▶ DATA FOR PROCESSING:
= Beginning of Section =
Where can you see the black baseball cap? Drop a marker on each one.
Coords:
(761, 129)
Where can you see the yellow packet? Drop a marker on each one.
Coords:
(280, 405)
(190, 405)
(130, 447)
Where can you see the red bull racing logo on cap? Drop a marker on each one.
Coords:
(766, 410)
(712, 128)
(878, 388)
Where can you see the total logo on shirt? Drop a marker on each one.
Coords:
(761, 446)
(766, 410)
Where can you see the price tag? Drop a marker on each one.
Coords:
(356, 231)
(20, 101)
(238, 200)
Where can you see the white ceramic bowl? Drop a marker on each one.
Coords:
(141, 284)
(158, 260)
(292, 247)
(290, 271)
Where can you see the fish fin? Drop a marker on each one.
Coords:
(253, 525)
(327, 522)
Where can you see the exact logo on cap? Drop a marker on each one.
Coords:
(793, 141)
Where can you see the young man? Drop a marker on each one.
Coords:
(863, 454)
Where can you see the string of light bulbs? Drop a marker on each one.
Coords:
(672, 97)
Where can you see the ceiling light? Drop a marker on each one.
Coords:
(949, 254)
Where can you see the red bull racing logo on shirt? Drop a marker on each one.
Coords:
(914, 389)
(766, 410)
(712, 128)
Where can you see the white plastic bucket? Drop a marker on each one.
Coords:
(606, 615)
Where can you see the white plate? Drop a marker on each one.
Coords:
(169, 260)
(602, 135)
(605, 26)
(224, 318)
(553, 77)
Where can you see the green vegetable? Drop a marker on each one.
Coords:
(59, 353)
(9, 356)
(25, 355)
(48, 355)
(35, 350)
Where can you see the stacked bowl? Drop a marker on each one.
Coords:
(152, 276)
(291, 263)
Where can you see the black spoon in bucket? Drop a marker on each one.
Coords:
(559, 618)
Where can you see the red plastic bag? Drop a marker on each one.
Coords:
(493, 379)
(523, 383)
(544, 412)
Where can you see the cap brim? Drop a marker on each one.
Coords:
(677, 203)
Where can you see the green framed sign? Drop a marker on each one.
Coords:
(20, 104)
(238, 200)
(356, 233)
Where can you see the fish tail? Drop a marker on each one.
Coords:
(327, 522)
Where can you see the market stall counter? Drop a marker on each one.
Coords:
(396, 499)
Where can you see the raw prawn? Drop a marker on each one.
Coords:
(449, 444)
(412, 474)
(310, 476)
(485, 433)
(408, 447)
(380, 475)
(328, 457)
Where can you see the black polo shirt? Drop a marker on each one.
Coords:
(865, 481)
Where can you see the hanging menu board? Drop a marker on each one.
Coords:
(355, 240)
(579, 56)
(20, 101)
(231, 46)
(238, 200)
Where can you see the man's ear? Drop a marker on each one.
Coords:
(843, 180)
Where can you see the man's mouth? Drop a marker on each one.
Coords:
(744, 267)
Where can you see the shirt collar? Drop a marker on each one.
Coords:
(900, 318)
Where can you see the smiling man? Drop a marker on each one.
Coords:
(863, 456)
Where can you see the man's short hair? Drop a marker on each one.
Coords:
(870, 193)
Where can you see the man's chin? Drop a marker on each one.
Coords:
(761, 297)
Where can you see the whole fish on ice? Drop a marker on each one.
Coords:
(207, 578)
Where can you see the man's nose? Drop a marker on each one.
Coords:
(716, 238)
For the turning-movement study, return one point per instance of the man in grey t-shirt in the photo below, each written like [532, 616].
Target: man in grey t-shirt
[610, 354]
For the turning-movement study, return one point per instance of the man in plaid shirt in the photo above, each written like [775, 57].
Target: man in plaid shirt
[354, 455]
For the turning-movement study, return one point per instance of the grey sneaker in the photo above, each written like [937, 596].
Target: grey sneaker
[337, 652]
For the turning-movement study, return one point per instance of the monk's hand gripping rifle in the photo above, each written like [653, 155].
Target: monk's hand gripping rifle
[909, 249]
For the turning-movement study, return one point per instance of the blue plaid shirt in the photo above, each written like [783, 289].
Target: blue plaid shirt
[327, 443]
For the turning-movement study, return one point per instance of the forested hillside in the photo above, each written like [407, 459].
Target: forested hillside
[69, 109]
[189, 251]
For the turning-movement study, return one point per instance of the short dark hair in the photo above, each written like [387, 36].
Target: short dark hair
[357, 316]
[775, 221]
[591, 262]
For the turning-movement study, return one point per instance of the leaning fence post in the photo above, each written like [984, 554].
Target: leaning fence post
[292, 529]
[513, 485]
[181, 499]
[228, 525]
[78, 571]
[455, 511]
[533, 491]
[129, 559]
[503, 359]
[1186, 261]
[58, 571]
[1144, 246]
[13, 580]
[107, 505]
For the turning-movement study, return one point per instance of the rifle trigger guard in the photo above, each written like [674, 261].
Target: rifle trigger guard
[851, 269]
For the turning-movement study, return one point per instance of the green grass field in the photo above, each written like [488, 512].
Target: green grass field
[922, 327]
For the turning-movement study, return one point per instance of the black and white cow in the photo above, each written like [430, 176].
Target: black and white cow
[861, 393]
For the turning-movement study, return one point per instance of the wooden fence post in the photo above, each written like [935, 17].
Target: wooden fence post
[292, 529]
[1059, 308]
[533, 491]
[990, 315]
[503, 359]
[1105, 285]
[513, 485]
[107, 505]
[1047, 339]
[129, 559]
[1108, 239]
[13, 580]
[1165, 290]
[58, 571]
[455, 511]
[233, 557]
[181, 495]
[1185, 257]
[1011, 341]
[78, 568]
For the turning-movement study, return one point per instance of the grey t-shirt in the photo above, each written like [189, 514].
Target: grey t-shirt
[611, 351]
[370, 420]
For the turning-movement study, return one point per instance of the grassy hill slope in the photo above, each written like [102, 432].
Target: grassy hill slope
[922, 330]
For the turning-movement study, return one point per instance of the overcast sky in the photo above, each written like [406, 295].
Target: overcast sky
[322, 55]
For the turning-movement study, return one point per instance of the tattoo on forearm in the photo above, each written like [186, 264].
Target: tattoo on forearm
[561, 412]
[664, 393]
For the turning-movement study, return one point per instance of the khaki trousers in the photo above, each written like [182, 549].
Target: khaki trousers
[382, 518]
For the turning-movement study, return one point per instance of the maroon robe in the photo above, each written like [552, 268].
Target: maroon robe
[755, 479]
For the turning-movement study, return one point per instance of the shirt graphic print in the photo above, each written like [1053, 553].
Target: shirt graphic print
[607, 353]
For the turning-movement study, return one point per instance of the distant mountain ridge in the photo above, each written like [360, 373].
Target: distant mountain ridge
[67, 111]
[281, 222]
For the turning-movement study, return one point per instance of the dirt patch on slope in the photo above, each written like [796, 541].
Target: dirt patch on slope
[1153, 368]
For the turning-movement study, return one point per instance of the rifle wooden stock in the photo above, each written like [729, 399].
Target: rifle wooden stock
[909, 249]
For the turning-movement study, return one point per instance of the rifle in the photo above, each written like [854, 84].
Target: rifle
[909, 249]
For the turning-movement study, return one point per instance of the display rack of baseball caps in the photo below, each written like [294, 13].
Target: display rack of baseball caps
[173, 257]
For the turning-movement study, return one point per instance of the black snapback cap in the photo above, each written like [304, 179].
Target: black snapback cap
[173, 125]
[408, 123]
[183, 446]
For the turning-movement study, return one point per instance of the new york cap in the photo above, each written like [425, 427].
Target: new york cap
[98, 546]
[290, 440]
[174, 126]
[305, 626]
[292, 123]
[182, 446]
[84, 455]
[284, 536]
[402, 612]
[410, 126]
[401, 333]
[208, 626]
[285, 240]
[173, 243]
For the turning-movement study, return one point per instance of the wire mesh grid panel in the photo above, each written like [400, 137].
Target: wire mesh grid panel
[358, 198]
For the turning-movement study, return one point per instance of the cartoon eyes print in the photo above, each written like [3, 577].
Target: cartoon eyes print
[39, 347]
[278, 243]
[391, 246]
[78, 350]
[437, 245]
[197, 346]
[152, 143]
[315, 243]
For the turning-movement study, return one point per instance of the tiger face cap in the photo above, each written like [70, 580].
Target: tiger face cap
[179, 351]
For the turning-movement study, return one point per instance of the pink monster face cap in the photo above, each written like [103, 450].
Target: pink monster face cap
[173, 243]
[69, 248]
= End of Section =
Collect each line above holding the string "logo".

▶ WRITTEN SOLUTION:
Where can you see the red bull racing logo on cap? Drop a marker on each one.
Where can you see the total logo on shirt? Drop a marker on each one.
Where can you see the exact logo on cap? Drop a marker on each one.
Where can you see the red bull racing logo on shirt? Drop a marker on each one.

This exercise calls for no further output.